» Requirements
Please pull out each line of the listing below that contains the word "deer", and copy those lines.
# start of Supplied records
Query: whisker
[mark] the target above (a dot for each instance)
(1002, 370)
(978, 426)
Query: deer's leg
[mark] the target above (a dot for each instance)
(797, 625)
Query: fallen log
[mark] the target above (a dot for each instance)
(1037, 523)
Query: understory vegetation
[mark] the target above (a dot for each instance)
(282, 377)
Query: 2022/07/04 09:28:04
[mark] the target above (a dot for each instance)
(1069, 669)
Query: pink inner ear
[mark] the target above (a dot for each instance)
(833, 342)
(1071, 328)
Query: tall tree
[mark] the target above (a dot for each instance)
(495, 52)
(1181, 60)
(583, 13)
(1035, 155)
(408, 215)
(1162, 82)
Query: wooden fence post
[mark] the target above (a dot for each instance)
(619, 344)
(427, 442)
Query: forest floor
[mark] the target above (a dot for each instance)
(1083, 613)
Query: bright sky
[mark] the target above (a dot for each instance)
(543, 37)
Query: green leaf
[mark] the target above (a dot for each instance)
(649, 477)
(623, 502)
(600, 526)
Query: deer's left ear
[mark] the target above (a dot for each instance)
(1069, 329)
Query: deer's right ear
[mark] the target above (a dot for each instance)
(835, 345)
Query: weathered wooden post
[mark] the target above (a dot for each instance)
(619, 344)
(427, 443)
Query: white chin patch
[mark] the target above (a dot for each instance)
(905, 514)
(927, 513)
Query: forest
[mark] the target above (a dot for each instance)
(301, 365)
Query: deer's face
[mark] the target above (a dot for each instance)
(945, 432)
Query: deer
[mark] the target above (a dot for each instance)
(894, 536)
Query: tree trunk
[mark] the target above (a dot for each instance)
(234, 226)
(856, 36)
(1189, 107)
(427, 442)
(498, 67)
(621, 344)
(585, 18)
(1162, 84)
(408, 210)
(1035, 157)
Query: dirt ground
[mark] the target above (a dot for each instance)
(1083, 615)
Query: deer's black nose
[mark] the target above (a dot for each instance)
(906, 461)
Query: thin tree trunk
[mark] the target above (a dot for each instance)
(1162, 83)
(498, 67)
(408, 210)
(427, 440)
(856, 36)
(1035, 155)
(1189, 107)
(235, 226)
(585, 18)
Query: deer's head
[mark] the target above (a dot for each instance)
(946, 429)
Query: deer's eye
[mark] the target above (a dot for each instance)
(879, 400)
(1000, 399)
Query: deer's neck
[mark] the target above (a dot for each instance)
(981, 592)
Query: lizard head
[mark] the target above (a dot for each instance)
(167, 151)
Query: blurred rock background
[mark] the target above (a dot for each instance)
# end of Supplied records
# start of Supplied records
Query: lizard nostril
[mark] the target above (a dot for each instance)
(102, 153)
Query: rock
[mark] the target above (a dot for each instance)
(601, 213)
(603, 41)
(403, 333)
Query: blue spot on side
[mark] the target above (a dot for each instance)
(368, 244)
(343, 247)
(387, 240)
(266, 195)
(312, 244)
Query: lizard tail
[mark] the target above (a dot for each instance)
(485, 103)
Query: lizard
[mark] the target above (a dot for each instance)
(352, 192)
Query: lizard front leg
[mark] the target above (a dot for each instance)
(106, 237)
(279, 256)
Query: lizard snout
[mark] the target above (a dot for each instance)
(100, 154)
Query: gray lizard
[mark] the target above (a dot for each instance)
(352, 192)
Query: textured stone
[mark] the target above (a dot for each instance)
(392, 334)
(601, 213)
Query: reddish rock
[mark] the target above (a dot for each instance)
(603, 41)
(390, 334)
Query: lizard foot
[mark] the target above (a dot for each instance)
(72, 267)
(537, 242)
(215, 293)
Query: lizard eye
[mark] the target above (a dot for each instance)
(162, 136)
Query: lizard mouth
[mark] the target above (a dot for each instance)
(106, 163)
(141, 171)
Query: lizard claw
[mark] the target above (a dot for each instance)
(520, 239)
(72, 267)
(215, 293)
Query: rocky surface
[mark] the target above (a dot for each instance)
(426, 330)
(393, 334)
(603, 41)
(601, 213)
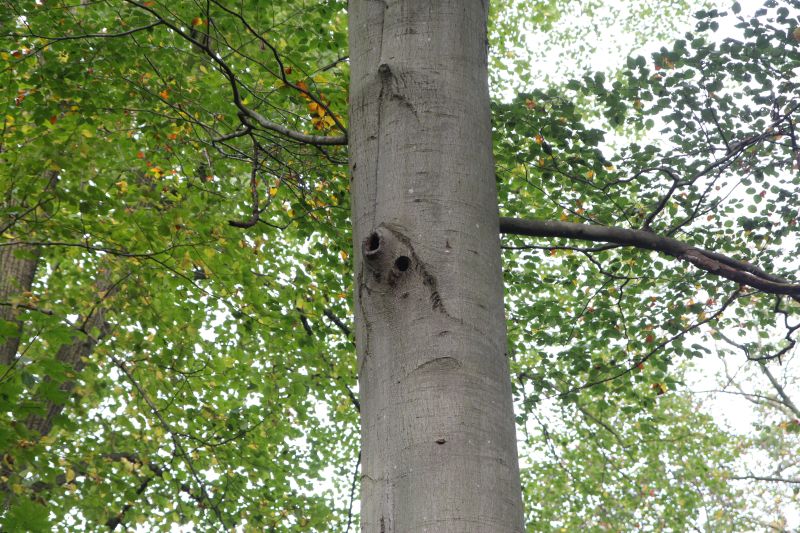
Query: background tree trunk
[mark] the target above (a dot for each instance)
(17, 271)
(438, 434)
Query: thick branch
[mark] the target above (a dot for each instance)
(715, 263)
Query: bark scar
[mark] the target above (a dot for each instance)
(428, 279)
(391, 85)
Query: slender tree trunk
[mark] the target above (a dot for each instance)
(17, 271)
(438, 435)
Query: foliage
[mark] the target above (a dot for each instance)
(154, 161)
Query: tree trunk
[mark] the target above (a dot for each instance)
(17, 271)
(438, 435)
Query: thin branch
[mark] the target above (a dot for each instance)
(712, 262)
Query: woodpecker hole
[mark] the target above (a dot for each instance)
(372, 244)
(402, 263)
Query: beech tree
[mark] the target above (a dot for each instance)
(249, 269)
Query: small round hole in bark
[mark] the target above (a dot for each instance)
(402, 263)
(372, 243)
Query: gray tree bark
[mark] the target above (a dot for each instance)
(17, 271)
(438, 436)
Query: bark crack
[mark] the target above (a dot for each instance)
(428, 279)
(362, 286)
# end of Supplied records
» Exercise response
Query: deer's leg
Query: deer's left ear
Query: deer's right ear
Query: deer's face
Query: deer
Query: deer's black nose
Query: deer's head
Query: deer's eye
Query: deer's neck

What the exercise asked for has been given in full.